### Required task 1
Copy every row below word for word, including each curl locate command and the box coordinates under it.

### Reading text
================================
Enforcement and Compliance, International Trade Administration, Department of Commerce.

SUMMARY:

The Department of Commerce (Commerce) determines that the sole mandatory respondent made sales of stainless steel bar (SS Bar) from India below normal value during the period of review (POR) February 1, 2019, through January 31, 2020.

DATES:

Applicable August 25, 2021.

FOR FURTHER INFORMATION CONTACT:

Konrad Ptaszynski, AD/CVD Operations, Office I, Enforcement and Compliance, International Trade Administration, U.S. Department of Commerce, 1401 Constitution Avenue NW, Washington, DC 20230; telephone: (202) 482-6187.

SUPPLEMENTARY INFORMATION:

Background

On February 24, 2021, Commerce published in the Federal Register the Preliminary Results of the 2019-2020 administrative review of the antidumping duty order on SS Bar from India. We invited interested parties to comment on the Preliminary Results and on March 26, 2021, Venus Wire Industries Pvt. Ltd., Hindustan Inox, Precision Metals and Sieves Manufacturers (India) Pvt. Ltd. (collectively, the Venus Group) submitted a timely filed case brief. On April 2, 2021, the petitioners submitted a timely filed rebuttal brief.
================================
### Exercise material

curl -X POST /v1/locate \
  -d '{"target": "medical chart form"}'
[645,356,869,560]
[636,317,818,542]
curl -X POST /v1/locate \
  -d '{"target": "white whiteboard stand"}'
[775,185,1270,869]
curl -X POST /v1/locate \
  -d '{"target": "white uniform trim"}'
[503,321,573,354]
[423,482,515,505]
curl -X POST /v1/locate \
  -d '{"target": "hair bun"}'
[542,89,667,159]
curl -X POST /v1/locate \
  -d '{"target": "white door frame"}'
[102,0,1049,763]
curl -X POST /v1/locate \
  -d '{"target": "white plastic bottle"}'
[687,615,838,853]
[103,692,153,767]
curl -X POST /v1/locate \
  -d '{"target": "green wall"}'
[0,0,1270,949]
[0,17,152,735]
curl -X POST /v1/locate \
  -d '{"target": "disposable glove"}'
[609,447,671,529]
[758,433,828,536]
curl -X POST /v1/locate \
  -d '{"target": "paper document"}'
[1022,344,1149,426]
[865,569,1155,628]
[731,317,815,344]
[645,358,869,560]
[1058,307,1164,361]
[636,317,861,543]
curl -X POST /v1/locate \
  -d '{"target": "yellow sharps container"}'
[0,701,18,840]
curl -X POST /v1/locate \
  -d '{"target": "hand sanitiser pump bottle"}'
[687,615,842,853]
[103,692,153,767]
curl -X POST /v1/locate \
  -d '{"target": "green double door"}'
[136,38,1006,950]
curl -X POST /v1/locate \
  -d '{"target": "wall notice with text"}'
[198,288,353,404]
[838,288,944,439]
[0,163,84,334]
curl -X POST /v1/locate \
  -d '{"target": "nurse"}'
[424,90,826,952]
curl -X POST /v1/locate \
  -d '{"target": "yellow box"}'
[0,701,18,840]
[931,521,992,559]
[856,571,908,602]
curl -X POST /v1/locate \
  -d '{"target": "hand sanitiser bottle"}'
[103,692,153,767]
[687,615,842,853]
================================
### Required task 2
Pick up the notice on stainless steel bar from India where it stops, and keep writing it.

### Right answer 1
curl -X POST /v1/locate \
  -d '{"target": "medical chart form"}'
[645,356,869,560]
[636,317,818,542]
curl -X POST /v1/locate \
  -d '{"target": "white whiteboard stand"}'
[775,185,1270,869]
curl -X POST /v1/locate \
  -d '{"target": "white uniform trim"}'
[503,321,573,354]
[423,482,515,505]
curl -X POST /v1/locate \
  -d '{"target": "hair bun"}'
[542,89,667,159]
curl -X POST /v1/locate \
  -d '{"target": "white door frame"}'
[102,0,1049,763]
curl -X POST /v1/locate \
  -d '{"target": "white plastic bottle"}'
[687,615,838,853]
[103,692,153,767]
curl -X POST /v1/locate \
  -d '{"target": "green wall"}'
[0,0,1270,949]
[0,17,152,735]
curl -X POST /v1/locate \
  -d '{"target": "disposable glove"}'
[609,447,671,529]
[758,433,828,536]
curl -X POST /v1/locate \
  -d '{"target": "paper document"}'
[1022,344,1149,426]
[865,569,1155,628]
[731,317,815,344]
[645,358,869,560]
[1058,307,1164,361]
[636,317,861,543]
curl -X POST /v1/locate \
  -d '{"target": "yellow sharps container"}'
[0,701,18,840]
curl -X POST /v1/locate \
  -d '{"target": "hand sanitiser pump bottle"}'
[687,615,842,853]
[103,692,153,767]
curl -X POST /v1/locate \
  -d '{"target": "green double door"}'
[136,38,1006,950]
curl -X POST /v1/locate \
  -d '{"target": "wall notice with text"}'
[198,288,353,404]
[838,288,944,439]
[0,163,84,334]
curl -X POST /v1/locate \
  -d '{"target": "nurse"}'
[424,90,826,952]
curl -X POST /v1/locate \
  -d '{"target": "yellow box"}'
[0,701,18,840]
[931,521,992,559]
[856,571,908,602]
curl -X POST /v1/locate \
  -d '{"target": "hand sanitiser bottle"}'
[103,692,153,767]
[687,615,842,853]

### Right answer 2
See Stainless Steel Bar from India: Preliminary Results of Antidumping Duty Administrative Review; 2019-2020; 86 FR 11235 (February 24, 2021), and accompanying Preliminary Decision Memorandum (Preliminary Results).

See Venus Group's Letter, “Antidumping Duty Investigation of Stainless Steel Bar from India—Venus Group Case Brief,” dated March 26, 2021.

Carpenter Technology Corporation, Crucible Industries LLC, Electralloy, a Division of G.O. Carlson, Inc., North American Stainless, Universal Stainless & Alloy Products, Inc., and Valbruna Slater Stainless, Inc. (collectively, the petitioner).

See Petitioner's Letter, “Stainless Steel Bar from India Petitioners' Rebuttal Brief,” dated April 2, 2021.

Scope of the Order

The products covered by the antidumping duty Order are SS Bar. A full description of the scope of the Order is contained in the Issues and Decision Memorandum.

See Antidumping Duty Orders: Stainless Steel Bar from Brazil, India and Japan, 60 FR 9661 (February 21, 1995) (Order).

See Memorandum, “Issues and Decision Memorandum for the Final Results of the Antidumping Duty Administrative Review of Stainless Steel Bar from India; 2019-2020,” dated concurrently with, and hereby adopted by, this notice (Issues and Decision Memorandum).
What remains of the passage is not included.